How to complete this task: Give the book review again, starting at "This book comments" and ending at "comfort and happiness.", with every "negative experience" replaced by "painful experience".

Reading passage:
▬▬▬▬▬▬▬▬▬▬
“The Subtle Art of Not Giving a F*ck” by Mark Manson

This book by Mark Manson is designed to impact your outlook and how you view your position in the world. Its central hypothesis is that happiness is not meant to be the default, constant state, and that struggle and the desire to improve are where happiness comes from. It emphasizes the difference between responsibility and fault, two concepts commonly conflated but with very different meanings. 

I enjoyed reading the book and would recommend it.

Utility in the academic space

This book comments frequently on entitlement and the feeling that one is owed something for their efforts. High performers in stressful situations (like academia) are primed to experience entitlement and other similar emotions. This book can help with keeping perspective and spurring positive action in the face of the rejection that is so common in biomedical research.

Notes and quotes

Wanting to improve is a negative experience while accepting your negative experience is a positive experience. Everything worthwhile in life is won by surmounting the associated negative experience.

Not giving a f*ck is staring down life's biggest challenges and still taking action.

Prioritize your thoughts based on your values. If you care too much about too many things, you begin to feel entitled to comfort and happiness.

3 subtleties: 1) it's not being indifferent, it's being ok with being different. 2) To not care about adversity, you have to care more about something besides adversity 3) you are always choosing what to care about whether you realize it or not.

Dissatisfaction and unease are required for happiness, they spur action and innovation, and happiness comes from solving problems. Negative emotions are a call to action. What is the pain that you want to sustain? Who you are is defined by what you are willing to struggle for.

Entitlement makes people need to feel good all the time even at the expense of others around them. You and your problems are not privileged in their severity or pain. Exceptionalism is not normal.
▬▬▬▬▬▬▬▬▬▬
[Items from a data source]
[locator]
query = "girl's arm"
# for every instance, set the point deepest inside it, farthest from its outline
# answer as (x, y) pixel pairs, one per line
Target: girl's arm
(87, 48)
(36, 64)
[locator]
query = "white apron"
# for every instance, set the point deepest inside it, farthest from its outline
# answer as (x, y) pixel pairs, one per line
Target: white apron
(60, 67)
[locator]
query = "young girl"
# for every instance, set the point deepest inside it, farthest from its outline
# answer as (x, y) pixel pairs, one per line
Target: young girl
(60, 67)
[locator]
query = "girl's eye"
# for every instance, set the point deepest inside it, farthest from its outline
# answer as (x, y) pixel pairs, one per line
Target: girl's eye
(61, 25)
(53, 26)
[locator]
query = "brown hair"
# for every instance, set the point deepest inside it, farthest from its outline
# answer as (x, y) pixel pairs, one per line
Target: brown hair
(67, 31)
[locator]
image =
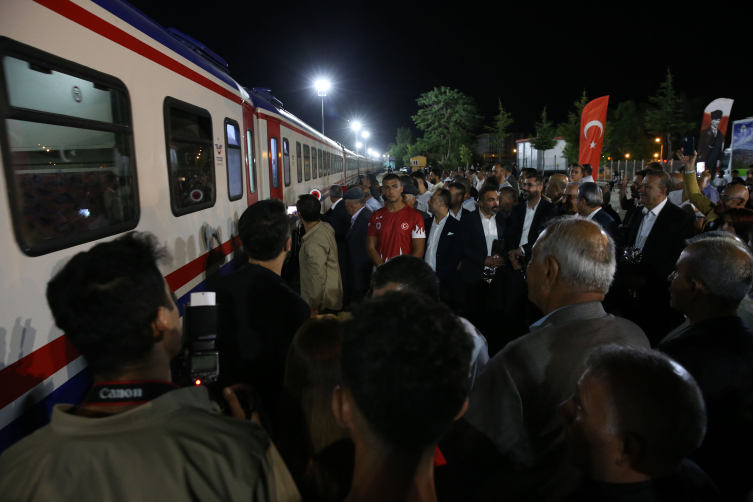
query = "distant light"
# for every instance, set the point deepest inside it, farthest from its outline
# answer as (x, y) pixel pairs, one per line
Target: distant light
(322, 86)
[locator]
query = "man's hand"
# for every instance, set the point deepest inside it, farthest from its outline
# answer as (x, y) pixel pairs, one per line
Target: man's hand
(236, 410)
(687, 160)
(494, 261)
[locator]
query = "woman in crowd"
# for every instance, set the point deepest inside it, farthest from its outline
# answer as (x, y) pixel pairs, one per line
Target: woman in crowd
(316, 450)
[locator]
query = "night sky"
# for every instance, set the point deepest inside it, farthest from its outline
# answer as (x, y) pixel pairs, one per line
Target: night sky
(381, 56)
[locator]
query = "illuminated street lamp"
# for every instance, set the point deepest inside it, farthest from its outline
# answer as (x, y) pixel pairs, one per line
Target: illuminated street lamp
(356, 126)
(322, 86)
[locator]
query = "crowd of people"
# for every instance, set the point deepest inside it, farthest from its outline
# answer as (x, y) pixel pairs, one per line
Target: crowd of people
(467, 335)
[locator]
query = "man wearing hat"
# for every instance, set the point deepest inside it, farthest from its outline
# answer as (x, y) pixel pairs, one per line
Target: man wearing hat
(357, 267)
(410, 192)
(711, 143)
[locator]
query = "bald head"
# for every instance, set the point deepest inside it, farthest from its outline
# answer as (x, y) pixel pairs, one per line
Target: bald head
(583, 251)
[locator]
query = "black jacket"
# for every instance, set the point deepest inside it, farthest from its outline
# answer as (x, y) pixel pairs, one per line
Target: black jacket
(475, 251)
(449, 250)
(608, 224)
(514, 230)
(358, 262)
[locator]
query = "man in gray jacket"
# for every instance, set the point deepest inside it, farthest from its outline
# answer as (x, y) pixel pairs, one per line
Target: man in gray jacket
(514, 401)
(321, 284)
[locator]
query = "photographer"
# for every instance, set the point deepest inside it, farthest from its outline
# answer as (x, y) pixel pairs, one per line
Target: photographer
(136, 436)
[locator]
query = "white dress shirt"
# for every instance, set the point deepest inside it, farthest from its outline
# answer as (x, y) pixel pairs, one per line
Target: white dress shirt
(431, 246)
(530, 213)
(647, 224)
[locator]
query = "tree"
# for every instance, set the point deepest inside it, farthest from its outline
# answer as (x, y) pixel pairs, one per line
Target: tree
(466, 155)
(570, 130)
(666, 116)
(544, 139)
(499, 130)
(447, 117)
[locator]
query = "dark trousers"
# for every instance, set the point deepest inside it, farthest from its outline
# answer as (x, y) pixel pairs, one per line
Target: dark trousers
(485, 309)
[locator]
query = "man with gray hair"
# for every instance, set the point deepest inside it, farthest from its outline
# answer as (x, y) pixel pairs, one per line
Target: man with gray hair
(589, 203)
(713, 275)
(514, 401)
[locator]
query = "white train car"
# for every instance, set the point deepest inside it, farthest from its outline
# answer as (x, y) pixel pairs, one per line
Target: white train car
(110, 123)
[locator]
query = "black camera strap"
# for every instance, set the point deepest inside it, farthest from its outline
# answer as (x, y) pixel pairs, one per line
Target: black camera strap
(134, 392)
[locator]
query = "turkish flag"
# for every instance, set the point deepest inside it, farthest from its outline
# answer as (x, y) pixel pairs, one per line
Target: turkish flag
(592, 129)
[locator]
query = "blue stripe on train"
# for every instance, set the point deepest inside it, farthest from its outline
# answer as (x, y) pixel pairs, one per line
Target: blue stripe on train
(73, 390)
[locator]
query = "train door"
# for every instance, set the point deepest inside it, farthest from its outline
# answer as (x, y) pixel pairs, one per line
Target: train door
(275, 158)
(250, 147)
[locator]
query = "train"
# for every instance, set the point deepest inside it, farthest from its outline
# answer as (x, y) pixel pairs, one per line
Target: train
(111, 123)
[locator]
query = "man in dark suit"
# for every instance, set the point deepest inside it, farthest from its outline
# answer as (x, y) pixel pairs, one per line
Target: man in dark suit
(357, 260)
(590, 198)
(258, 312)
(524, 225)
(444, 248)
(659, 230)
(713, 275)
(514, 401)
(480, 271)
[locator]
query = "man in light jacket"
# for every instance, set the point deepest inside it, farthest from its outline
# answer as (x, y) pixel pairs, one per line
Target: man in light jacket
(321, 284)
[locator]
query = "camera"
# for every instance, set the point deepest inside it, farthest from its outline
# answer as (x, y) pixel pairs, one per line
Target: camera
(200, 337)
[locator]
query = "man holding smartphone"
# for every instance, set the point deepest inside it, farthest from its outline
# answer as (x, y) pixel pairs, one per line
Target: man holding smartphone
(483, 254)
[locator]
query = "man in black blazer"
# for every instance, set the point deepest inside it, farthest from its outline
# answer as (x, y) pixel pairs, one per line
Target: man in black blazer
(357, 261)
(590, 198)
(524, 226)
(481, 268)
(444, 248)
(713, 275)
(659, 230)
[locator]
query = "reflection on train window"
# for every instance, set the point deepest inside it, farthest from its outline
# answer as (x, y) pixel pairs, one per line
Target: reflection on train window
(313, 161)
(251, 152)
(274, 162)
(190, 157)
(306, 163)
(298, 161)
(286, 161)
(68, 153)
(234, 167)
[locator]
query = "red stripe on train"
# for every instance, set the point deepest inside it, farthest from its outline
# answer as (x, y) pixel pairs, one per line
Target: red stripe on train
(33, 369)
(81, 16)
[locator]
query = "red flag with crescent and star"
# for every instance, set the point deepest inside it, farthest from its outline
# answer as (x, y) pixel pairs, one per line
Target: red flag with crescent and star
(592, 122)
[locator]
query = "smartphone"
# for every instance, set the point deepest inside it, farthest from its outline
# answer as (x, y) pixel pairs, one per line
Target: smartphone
▬▬▬▬▬▬▬▬▬▬
Output:
This book comments frequently on entitlement and the feeling that one is owed something for their efforts. High performers in stressful situations (like academia) are primed to experience entitlement and other similar emotions. This book can help with keeping perspective and spurring positive action in the face of the rejection that is so common in biomedical research.

Notes and quotes

Wanting to improve is a painful experience while accepting your painful experience is a positive experience. Everything worthwhile in life is won by surmounting the associated painful experience.

Not giving a f*ck is staring down life's biggest challenges and still taking action.

Prioritize your thoughts based on your values. If you care too much about too many things, you begin to feel entitled to comfort and happiness.